WHAT IS ASKED: Rewrite every row between the lines holding "find the ground" and "xmin=0 ymin=114 xmax=78 ymax=178", inclusive, keeping the requests as they are and shifting each bounding box number in the answers up by 140.

***** MATERIAL FOR THE TASK

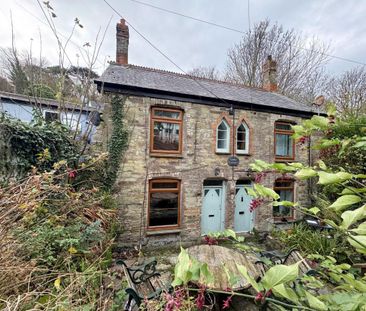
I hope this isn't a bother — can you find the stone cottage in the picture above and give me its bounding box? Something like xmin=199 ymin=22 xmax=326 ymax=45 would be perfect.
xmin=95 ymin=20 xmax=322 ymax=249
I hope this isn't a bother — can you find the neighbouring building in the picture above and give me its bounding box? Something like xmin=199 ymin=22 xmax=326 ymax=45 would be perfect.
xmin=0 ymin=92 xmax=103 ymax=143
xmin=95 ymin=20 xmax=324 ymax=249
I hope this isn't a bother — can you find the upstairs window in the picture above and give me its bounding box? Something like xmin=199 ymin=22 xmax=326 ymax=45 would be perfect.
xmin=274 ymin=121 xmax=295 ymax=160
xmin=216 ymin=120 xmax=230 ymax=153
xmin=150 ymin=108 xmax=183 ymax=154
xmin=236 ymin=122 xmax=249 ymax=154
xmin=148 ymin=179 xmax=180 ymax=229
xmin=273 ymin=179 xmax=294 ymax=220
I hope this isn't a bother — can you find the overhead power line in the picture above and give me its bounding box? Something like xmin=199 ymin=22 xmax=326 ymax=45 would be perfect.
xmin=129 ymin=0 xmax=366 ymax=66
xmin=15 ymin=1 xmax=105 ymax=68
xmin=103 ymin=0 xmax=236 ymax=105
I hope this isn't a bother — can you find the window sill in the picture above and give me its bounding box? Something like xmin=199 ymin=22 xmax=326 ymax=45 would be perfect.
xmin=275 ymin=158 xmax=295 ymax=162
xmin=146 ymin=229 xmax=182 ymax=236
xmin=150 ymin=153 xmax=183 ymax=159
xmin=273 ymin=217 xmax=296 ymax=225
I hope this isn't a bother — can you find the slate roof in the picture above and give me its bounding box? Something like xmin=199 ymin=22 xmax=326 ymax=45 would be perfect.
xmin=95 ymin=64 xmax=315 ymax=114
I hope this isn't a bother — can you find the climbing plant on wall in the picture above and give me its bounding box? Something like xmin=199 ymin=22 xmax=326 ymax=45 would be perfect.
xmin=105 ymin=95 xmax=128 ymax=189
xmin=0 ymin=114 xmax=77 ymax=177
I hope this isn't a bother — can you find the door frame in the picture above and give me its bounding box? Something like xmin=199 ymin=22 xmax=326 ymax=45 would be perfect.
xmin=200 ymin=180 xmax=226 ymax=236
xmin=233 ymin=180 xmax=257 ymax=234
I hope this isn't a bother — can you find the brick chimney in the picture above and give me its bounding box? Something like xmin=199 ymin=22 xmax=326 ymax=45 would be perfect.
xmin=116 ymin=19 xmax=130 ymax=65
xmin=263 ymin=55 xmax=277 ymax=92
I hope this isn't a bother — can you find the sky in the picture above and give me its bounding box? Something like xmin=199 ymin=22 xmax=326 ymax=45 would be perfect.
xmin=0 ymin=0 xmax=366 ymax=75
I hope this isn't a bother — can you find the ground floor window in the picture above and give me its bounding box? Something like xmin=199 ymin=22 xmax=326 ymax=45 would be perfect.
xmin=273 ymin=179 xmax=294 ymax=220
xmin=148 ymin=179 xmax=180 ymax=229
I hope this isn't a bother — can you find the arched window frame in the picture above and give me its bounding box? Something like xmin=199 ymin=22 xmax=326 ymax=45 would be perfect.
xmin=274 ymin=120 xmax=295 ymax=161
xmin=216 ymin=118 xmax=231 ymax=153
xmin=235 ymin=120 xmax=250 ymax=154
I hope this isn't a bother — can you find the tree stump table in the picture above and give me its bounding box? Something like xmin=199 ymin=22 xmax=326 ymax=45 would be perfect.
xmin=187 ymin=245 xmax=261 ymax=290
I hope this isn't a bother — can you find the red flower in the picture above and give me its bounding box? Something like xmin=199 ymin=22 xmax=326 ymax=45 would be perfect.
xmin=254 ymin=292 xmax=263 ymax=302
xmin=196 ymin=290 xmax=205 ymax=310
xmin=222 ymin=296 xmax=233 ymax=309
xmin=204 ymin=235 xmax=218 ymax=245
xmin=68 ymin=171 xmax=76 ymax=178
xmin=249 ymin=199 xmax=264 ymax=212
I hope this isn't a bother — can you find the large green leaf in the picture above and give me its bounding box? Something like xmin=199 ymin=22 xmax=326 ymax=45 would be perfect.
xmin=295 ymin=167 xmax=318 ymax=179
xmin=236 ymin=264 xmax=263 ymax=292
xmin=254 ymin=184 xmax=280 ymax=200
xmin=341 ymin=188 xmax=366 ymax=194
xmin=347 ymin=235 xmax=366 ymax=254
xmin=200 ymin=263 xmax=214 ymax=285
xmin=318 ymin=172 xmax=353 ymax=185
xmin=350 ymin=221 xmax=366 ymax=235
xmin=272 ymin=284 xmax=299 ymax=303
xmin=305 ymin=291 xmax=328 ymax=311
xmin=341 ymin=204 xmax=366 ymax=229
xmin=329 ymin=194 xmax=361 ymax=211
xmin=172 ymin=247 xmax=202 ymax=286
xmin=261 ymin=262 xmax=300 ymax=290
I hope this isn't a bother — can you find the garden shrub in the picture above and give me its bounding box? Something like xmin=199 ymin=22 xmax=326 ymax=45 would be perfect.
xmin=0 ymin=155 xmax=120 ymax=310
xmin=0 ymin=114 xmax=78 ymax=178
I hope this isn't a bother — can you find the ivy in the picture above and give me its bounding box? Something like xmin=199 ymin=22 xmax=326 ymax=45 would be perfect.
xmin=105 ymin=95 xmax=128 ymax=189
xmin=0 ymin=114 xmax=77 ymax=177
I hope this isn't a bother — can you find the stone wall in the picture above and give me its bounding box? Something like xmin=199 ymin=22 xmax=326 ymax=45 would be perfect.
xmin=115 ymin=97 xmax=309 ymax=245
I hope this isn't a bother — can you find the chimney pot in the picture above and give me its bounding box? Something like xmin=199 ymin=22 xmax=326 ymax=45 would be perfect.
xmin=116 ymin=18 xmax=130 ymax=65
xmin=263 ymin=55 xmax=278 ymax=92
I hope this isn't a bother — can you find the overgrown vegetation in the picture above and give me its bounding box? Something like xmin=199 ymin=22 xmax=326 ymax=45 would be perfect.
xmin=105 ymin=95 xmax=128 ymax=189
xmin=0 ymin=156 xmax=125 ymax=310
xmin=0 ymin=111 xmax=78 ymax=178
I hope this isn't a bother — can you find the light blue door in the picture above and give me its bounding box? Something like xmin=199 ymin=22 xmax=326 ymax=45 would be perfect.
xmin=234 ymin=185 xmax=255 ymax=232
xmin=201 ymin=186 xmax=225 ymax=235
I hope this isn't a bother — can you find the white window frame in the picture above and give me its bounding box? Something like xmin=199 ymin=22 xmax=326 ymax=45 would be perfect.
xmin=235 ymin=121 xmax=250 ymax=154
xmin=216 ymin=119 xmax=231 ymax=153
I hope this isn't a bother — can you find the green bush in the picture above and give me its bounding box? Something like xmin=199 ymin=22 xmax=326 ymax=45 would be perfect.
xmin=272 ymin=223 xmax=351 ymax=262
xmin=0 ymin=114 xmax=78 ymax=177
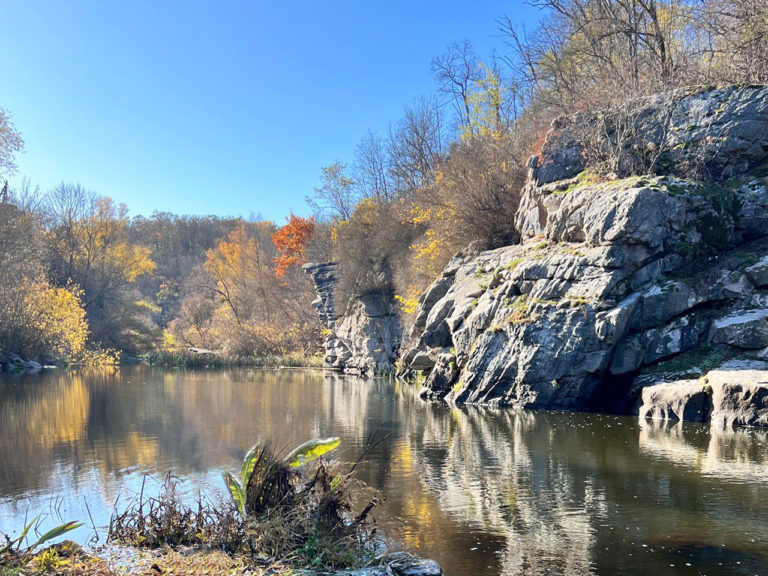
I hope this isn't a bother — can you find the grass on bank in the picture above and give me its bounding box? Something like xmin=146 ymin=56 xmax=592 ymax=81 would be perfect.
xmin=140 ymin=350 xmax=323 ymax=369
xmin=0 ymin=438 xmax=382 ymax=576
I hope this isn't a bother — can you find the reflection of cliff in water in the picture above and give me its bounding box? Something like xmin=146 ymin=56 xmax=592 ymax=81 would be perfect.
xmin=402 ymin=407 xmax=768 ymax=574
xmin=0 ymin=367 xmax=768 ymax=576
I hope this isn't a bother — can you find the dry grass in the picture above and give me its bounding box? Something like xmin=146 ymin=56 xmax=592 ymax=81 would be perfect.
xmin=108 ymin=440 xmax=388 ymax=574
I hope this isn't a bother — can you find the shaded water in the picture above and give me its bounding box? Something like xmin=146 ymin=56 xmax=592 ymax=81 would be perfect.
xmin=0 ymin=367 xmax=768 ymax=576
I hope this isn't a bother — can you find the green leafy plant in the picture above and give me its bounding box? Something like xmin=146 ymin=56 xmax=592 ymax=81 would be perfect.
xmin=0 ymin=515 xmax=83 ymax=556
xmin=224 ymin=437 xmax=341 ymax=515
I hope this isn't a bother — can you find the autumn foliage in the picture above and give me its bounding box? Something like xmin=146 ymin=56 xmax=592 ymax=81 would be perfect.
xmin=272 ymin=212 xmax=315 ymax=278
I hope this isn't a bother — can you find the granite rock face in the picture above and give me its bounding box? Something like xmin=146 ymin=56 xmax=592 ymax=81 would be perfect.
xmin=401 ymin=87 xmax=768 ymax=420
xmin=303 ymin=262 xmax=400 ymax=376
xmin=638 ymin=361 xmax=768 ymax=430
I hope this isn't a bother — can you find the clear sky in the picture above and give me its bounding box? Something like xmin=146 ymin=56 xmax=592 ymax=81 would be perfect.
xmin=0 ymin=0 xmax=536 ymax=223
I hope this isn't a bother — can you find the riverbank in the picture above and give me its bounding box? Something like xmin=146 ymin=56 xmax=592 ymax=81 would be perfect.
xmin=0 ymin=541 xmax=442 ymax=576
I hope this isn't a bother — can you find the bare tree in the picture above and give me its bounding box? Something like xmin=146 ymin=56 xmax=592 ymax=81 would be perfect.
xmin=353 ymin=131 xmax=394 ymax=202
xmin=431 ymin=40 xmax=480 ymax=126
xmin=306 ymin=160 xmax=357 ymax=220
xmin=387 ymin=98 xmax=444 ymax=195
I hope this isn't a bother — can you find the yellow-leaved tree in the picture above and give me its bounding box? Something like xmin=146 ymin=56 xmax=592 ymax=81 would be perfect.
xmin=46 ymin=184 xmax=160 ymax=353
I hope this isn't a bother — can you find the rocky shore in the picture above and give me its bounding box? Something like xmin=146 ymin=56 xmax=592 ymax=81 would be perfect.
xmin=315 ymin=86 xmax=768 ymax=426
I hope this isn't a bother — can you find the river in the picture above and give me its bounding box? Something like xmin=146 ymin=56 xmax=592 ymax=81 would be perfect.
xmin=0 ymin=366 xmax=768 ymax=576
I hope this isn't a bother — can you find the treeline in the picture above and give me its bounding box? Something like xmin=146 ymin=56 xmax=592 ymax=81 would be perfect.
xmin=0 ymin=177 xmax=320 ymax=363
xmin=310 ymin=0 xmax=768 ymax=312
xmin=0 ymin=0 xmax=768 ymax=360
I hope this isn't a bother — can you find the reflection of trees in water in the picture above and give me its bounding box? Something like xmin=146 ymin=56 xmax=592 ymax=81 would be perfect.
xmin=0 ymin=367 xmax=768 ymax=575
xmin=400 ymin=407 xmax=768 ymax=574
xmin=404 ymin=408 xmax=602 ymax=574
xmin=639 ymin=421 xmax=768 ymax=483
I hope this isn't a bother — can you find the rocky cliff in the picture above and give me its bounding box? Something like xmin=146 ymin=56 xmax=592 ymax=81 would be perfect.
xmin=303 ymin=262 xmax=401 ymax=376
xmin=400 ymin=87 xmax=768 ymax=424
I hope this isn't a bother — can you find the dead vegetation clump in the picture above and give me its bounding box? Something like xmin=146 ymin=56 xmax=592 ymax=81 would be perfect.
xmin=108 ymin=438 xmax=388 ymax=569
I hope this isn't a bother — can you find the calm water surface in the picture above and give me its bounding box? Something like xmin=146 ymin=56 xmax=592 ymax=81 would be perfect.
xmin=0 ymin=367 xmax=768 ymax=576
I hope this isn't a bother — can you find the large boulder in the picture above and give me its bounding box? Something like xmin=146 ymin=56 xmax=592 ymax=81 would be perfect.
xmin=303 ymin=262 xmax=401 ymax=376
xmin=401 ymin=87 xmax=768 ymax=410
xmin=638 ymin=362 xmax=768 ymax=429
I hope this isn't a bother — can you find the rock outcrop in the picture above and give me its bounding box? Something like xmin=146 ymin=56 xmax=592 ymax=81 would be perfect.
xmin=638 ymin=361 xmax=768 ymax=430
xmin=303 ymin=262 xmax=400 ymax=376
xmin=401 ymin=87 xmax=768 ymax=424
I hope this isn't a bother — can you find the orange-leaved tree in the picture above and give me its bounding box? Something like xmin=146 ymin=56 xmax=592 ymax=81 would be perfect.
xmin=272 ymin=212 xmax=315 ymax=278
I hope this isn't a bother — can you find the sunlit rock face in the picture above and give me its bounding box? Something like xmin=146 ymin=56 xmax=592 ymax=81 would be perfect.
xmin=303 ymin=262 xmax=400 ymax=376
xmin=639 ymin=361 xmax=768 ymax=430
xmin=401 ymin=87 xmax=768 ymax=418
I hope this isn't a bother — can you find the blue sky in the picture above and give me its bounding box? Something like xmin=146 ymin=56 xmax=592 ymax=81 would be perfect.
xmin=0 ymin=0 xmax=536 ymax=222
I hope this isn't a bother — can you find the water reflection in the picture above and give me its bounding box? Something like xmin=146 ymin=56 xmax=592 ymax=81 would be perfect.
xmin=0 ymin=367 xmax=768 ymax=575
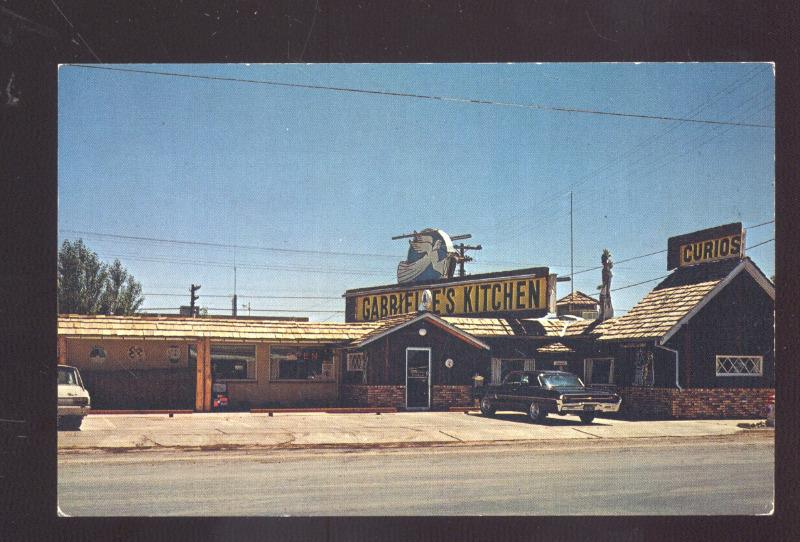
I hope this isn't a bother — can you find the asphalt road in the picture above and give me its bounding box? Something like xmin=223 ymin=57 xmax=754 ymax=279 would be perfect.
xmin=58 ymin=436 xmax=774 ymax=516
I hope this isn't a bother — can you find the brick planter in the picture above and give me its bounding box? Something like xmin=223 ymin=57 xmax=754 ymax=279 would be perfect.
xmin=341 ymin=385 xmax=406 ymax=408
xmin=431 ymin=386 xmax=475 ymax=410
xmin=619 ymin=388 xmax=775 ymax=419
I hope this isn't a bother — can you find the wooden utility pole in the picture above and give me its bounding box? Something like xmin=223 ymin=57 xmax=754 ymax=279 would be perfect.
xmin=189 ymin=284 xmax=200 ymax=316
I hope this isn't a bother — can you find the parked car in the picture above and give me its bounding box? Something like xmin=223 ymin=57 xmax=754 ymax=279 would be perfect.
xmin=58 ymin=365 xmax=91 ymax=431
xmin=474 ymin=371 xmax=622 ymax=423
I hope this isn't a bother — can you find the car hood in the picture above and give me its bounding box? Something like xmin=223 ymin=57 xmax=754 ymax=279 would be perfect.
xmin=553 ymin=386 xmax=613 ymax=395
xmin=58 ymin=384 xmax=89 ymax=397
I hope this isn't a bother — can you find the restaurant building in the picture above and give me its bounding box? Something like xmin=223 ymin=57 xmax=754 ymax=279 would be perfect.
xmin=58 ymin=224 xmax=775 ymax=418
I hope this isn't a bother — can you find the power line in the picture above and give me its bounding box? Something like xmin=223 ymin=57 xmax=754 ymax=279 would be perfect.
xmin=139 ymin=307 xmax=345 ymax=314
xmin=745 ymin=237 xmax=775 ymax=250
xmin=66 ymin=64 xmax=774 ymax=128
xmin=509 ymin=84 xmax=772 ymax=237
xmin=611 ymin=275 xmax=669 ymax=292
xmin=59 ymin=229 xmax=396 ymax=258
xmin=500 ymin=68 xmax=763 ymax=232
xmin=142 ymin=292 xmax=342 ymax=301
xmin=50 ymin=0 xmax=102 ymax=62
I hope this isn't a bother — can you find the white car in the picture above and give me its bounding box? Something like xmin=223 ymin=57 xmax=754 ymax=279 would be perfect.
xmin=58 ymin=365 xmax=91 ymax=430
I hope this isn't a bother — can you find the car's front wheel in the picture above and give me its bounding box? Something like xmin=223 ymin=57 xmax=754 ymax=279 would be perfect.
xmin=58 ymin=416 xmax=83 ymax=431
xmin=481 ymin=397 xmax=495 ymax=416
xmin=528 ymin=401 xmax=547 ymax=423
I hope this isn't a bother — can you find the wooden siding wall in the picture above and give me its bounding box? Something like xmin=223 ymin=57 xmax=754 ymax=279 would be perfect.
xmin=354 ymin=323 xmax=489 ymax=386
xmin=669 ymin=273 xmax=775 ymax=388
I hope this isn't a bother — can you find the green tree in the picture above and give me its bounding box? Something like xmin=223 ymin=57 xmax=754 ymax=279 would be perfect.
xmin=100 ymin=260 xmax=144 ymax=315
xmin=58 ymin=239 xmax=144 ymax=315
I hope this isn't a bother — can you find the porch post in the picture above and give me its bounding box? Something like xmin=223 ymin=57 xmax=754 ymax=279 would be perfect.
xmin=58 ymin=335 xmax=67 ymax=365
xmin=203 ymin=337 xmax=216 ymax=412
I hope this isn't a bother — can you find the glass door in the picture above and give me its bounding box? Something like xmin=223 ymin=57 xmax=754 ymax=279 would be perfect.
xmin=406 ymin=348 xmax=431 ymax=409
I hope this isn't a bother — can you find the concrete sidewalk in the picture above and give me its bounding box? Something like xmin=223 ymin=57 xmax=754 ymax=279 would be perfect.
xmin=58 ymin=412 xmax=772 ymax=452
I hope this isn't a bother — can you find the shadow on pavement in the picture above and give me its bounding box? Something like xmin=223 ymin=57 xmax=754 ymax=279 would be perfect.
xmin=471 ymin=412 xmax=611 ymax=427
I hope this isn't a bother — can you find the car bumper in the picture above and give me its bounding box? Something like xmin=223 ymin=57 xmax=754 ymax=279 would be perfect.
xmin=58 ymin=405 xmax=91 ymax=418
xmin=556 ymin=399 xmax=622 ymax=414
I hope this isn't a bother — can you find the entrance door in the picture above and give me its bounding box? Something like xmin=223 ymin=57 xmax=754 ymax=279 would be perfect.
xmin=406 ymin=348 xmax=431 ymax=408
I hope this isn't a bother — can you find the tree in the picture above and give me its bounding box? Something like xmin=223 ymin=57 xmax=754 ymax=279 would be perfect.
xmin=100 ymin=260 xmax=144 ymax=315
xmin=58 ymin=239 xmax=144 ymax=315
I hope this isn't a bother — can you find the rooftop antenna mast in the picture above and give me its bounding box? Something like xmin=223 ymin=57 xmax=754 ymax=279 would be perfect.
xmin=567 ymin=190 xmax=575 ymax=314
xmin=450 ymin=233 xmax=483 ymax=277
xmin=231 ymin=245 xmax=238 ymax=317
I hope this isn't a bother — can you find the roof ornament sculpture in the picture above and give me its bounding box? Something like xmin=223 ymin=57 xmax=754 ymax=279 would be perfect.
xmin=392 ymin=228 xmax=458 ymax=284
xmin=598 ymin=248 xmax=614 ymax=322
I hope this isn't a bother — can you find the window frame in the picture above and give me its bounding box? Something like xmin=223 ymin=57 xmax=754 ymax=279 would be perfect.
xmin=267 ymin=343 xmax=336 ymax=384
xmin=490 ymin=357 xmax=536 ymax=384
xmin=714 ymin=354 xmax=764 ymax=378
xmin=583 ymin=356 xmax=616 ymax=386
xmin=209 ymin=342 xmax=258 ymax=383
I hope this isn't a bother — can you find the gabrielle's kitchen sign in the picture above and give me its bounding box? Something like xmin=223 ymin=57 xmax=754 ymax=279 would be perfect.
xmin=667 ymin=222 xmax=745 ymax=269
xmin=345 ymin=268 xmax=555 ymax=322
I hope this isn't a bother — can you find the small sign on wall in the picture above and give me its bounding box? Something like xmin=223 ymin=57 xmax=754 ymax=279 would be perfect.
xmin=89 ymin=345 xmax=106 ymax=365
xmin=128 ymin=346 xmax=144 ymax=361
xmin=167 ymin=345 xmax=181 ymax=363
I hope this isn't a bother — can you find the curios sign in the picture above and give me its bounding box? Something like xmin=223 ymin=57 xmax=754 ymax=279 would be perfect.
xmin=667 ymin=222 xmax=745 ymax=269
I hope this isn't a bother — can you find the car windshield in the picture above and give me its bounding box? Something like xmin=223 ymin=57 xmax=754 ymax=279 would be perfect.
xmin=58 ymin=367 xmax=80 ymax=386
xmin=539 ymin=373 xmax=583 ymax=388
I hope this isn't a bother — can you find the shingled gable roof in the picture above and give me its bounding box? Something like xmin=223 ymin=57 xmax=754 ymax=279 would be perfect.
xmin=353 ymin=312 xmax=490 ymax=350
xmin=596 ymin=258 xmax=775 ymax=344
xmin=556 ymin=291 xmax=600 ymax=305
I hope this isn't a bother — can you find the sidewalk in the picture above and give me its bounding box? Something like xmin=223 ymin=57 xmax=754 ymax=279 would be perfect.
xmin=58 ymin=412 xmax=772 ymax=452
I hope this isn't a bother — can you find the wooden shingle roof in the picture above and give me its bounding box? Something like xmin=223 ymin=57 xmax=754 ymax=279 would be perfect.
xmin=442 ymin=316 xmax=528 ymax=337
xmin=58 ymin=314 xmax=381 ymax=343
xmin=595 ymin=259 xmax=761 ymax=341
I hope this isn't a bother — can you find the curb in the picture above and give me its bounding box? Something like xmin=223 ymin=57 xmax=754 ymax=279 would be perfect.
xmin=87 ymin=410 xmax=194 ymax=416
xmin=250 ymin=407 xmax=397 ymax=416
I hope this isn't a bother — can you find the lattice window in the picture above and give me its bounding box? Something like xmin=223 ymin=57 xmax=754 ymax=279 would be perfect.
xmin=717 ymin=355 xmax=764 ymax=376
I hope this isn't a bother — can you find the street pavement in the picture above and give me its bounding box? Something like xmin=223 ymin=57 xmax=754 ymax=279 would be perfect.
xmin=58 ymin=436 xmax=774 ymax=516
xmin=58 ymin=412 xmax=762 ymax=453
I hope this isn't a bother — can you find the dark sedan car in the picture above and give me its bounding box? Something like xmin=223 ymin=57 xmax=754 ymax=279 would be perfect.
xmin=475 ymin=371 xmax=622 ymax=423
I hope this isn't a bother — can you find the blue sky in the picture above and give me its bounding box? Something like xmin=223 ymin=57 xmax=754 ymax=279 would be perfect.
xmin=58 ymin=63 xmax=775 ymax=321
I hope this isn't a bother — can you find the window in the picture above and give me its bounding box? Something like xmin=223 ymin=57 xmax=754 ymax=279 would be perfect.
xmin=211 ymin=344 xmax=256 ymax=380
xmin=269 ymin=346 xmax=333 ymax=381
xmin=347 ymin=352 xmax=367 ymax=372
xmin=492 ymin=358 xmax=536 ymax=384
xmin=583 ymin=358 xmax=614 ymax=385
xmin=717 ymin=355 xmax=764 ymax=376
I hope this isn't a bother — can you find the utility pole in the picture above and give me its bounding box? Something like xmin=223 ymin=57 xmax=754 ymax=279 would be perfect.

**********

RESULT:
I hope this isn't a bother — can you find the ground floor window in the picture above and give me its bounding box? Something like xmin=199 ymin=22 xmax=326 ymax=45 would be perfect.
xmin=413 ymin=319 xmax=434 ymax=360
xmin=288 ymin=319 xmax=320 ymax=369
I hope this isn't a bother — can you find the arched window frame in the picture above and give me its bounding box? Something like xmin=199 ymin=22 xmax=326 ymax=45 would be perfect.
xmin=414 ymin=260 xmax=435 ymax=301
xmin=356 ymin=258 xmax=371 ymax=293
xmin=375 ymin=260 xmax=390 ymax=294
I hope this isn't a bother — can you find the tree stump table in the picture above and give me its bounding box? Something like xmin=199 ymin=22 xmax=326 ymax=45 would be perfect.
xmin=327 ymin=385 xmax=401 ymax=430
I hope this isn't a bother — can you find the red flower in the picture above and give me its bounding box? Something like xmin=199 ymin=22 xmax=326 ymax=45 would be perfect.
xmin=394 ymin=432 xmax=403 ymax=442
xmin=336 ymin=430 xmax=345 ymax=450
xmin=362 ymin=436 xmax=373 ymax=449
xmin=344 ymin=375 xmax=358 ymax=385
xmin=208 ymin=311 xmax=216 ymax=318
xmin=389 ymin=339 xmax=404 ymax=352
I hope this isn't a bother — can you find the large green leaf in the picture above and give me its bounding box? Something like xmin=199 ymin=22 xmax=326 ymax=45 would be perfect.
xmin=435 ymin=307 xmax=458 ymax=319
xmin=376 ymin=404 xmax=403 ymax=432
xmin=394 ymin=324 xmax=420 ymax=340
xmin=481 ymin=328 xmax=506 ymax=334
xmin=487 ymin=375 xmax=506 ymax=394
xmin=340 ymin=403 xmax=354 ymax=425
xmin=458 ymin=312 xmax=493 ymax=325
xmin=490 ymin=361 xmax=506 ymax=375
xmin=412 ymin=424 xmax=439 ymax=443
xmin=445 ymin=431 xmax=468 ymax=451
xmin=481 ymin=344 xmax=506 ymax=369
xmin=469 ymin=334 xmax=501 ymax=351
xmin=312 ymin=387 xmax=342 ymax=426
xmin=401 ymin=402 xmax=440 ymax=430
I hope this isn't a bother — can you find the garden shrub in the picture above and give me its bounding box? Something like xmin=199 ymin=22 xmax=326 ymax=45 would be perfect.
xmin=140 ymin=295 xmax=260 ymax=450
xmin=140 ymin=254 xmax=218 ymax=318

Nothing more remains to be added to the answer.